_What is needed_: Put the items that follow into a two-column CSV with the headers "item_text" and "item_answer", one row per item, with its text and its answer each in a single quoted field and line breaks changed to spaces. Start at the line containing "frame and record integer pixel coordinates." and continue through the last item, leaving out everything before that line.

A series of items
┌────────

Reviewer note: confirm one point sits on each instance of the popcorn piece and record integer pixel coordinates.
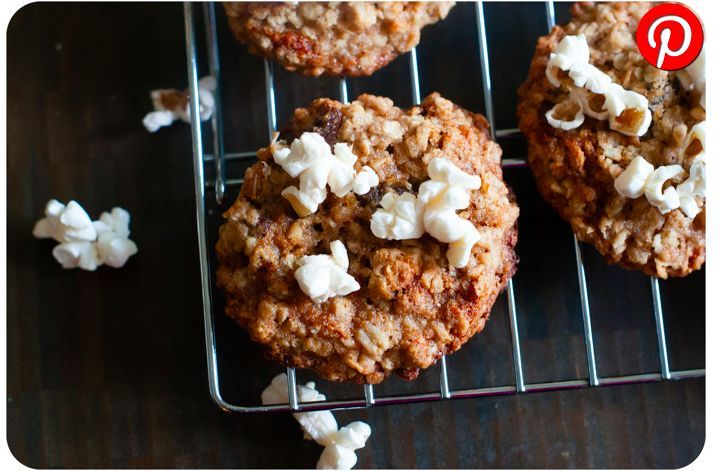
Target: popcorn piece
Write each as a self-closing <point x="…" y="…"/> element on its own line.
<point x="80" y="254"/>
<point x="337" y="457"/>
<point x="64" y="223"/>
<point x="170" y="105"/>
<point x="592" y="104"/>
<point x="696" y="185"/>
<point x="86" y="244"/>
<point x="571" y="50"/>
<point x="399" y="218"/>
<point x="321" y="426"/>
<point x="365" y="180"/>
<point x="667" y="199"/>
<point x="627" y="111"/>
<point x="632" y="181"/>
<point x="309" y="157"/>
<point x="324" y="276"/>
<point x="341" y="175"/>
<point x="353" y="435"/>
<point x="590" y="77"/>
<point x="440" y="198"/>
<point x="114" y="250"/>
<point x="158" y="119"/>
<point x="566" y="115"/>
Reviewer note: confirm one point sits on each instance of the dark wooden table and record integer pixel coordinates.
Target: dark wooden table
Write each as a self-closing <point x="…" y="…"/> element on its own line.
<point x="107" y="369"/>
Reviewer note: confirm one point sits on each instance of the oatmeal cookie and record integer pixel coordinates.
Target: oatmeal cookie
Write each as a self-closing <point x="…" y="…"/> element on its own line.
<point x="412" y="306"/>
<point x="333" y="38"/>
<point x="575" y="170"/>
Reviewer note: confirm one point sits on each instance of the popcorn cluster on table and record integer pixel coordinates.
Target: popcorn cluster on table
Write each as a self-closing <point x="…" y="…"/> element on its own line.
<point x="321" y="426"/>
<point x="407" y="216"/>
<point x="309" y="157"/>
<point x="593" y="93"/>
<point x="84" y="243"/>
<point x="324" y="276"/>
<point x="171" y="105"/>
<point x="641" y="178"/>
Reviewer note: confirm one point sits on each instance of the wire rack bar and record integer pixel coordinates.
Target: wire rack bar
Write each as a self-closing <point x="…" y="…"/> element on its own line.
<point x="550" y="14"/>
<point x="490" y="112"/>
<point x="416" y="97"/>
<point x="580" y="268"/>
<point x="586" y="313"/>
<point x="270" y="97"/>
<point x="368" y="388"/>
<point x="473" y="393"/>
<point x="199" y="187"/>
<point x="219" y="158"/>
<point x="660" y="335"/>
<point x="217" y="131"/>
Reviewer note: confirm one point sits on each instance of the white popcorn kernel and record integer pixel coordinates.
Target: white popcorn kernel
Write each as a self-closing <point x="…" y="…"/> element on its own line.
<point x="632" y="180"/>
<point x="317" y="425"/>
<point x="439" y="198"/>
<point x="629" y="111"/>
<point x="592" y="104"/>
<point x="459" y="251"/>
<point x="664" y="200"/>
<point x="163" y="116"/>
<point x="117" y="220"/>
<point x="337" y="457"/>
<point x="566" y="115"/>
<point x="688" y="204"/>
<point x="309" y="157"/>
<point x="115" y="250"/>
<point x="86" y="244"/>
<point x="342" y="174"/>
<point x="324" y="276"/>
<point x="365" y="180"/>
<point x="303" y="153"/>
<point x="590" y="77"/>
<point x="353" y="435"/>
<point x="321" y="426"/>
<point x="64" y="223"/>
<point x="399" y="218"/>
<point x="571" y="50"/>
<point x="79" y="254"/>
<point x="156" y="120"/>
<point x="277" y="392"/>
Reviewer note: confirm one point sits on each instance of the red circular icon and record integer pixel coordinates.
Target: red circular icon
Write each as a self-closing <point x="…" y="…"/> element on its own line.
<point x="670" y="36"/>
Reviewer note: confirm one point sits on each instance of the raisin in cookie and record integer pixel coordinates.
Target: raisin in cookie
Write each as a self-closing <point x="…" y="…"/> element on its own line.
<point x="614" y="143"/>
<point x="405" y="305"/>
<point x="333" y="38"/>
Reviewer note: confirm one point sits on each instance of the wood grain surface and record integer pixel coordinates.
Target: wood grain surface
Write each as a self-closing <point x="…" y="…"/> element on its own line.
<point x="107" y="368"/>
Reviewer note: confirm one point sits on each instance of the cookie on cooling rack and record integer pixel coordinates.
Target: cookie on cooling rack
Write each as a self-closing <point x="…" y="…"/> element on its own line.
<point x="369" y="240"/>
<point x="616" y="145"/>
<point x="333" y="38"/>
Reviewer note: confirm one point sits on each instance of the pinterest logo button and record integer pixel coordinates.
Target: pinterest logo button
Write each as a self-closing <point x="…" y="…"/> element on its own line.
<point x="670" y="36"/>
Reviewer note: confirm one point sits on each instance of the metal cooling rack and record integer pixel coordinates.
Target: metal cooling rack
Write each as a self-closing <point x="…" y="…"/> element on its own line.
<point x="219" y="158"/>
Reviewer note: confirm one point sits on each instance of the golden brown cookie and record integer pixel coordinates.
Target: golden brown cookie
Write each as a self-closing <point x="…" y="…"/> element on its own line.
<point x="333" y="38"/>
<point x="575" y="170"/>
<point x="412" y="306"/>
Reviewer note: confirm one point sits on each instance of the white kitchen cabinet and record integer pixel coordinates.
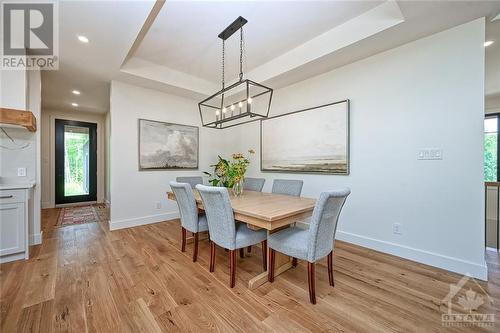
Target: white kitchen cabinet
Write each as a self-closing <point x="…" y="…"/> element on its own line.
<point x="14" y="205"/>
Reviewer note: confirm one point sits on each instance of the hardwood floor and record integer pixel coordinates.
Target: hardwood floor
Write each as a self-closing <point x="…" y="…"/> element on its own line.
<point x="84" y="278"/>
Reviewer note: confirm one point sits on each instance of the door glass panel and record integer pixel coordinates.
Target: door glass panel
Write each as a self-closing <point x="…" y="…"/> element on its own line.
<point x="76" y="160"/>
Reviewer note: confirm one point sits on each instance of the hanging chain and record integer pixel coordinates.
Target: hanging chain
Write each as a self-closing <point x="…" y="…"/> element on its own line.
<point x="223" y="62"/>
<point x="241" y="54"/>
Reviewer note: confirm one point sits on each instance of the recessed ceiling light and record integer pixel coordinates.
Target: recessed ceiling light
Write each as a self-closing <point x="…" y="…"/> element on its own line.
<point x="83" y="39"/>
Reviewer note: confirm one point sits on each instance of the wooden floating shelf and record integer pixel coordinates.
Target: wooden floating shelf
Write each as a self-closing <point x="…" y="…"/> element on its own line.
<point x="19" y="118"/>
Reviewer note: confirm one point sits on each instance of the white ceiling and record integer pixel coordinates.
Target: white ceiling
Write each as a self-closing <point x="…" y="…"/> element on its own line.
<point x="285" y="42"/>
<point x="111" y="28"/>
<point x="274" y="28"/>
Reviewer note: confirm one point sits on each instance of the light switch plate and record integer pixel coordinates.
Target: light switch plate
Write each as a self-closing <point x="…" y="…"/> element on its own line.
<point x="21" y="172"/>
<point x="430" y="154"/>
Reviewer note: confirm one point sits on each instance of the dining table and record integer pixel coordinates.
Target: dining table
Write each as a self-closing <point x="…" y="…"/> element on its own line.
<point x="273" y="212"/>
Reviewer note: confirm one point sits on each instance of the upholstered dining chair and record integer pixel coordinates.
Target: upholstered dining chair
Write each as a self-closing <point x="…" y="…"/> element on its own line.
<point x="190" y="219"/>
<point x="312" y="244"/>
<point x="253" y="184"/>
<point x="287" y="186"/>
<point x="193" y="181"/>
<point x="224" y="231"/>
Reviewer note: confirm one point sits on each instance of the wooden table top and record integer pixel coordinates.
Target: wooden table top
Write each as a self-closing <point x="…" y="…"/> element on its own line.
<point x="265" y="210"/>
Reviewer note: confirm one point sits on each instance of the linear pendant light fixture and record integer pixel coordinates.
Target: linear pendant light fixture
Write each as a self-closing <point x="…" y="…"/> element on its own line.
<point x="239" y="103"/>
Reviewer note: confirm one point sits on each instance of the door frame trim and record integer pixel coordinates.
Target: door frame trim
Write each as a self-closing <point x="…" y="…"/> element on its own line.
<point x="59" y="198"/>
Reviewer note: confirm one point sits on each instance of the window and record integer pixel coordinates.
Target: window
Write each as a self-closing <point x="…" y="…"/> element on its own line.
<point x="491" y="148"/>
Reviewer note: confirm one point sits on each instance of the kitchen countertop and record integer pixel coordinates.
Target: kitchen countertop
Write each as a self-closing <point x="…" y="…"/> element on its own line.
<point x="16" y="186"/>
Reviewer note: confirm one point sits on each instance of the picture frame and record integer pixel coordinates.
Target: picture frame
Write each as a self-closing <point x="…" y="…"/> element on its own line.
<point x="167" y="146"/>
<point x="313" y="140"/>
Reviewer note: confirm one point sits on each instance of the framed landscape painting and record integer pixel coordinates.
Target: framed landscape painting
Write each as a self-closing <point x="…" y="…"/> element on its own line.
<point x="165" y="146"/>
<point x="314" y="140"/>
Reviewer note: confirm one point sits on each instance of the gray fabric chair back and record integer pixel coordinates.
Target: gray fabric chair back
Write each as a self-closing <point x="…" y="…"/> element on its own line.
<point x="187" y="205"/>
<point x="323" y="224"/>
<point x="193" y="181"/>
<point x="253" y="184"/>
<point x="287" y="186"/>
<point x="220" y="216"/>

└────────

_The output_:
item_text,item_answer
"Reviewer note: confirm one point sits on each instance of the picture frame and record integer pixel coordinates. Target: picture frame Write each as a self-closing <point x=""…"" y=""…""/> element on its own line.","<point x=""167"" y=""146""/> <point x=""313"" y=""140""/>"
"Reviewer note: confirm one point sits on each instance of the framed landscape painting and record integer pixel coordinates. Target: framed landscape painting Write each as a self-closing <point x=""…"" y=""…""/> element on its own line.","<point x=""165"" y=""146""/> <point x=""314"" y=""140""/>"
"Reviewer note: confirm one point sits on each instance of the gray fabric chair back and record integer pixel coordinates. Target: gray fabric chair back Write each as a self-closing <point x=""…"" y=""…""/> element on its own line.","<point x=""187"" y=""205""/> <point x=""323"" y=""224""/> <point x=""193"" y=""181""/> <point x=""253"" y=""184""/> <point x=""287"" y=""186""/> <point x=""220"" y=""216""/>"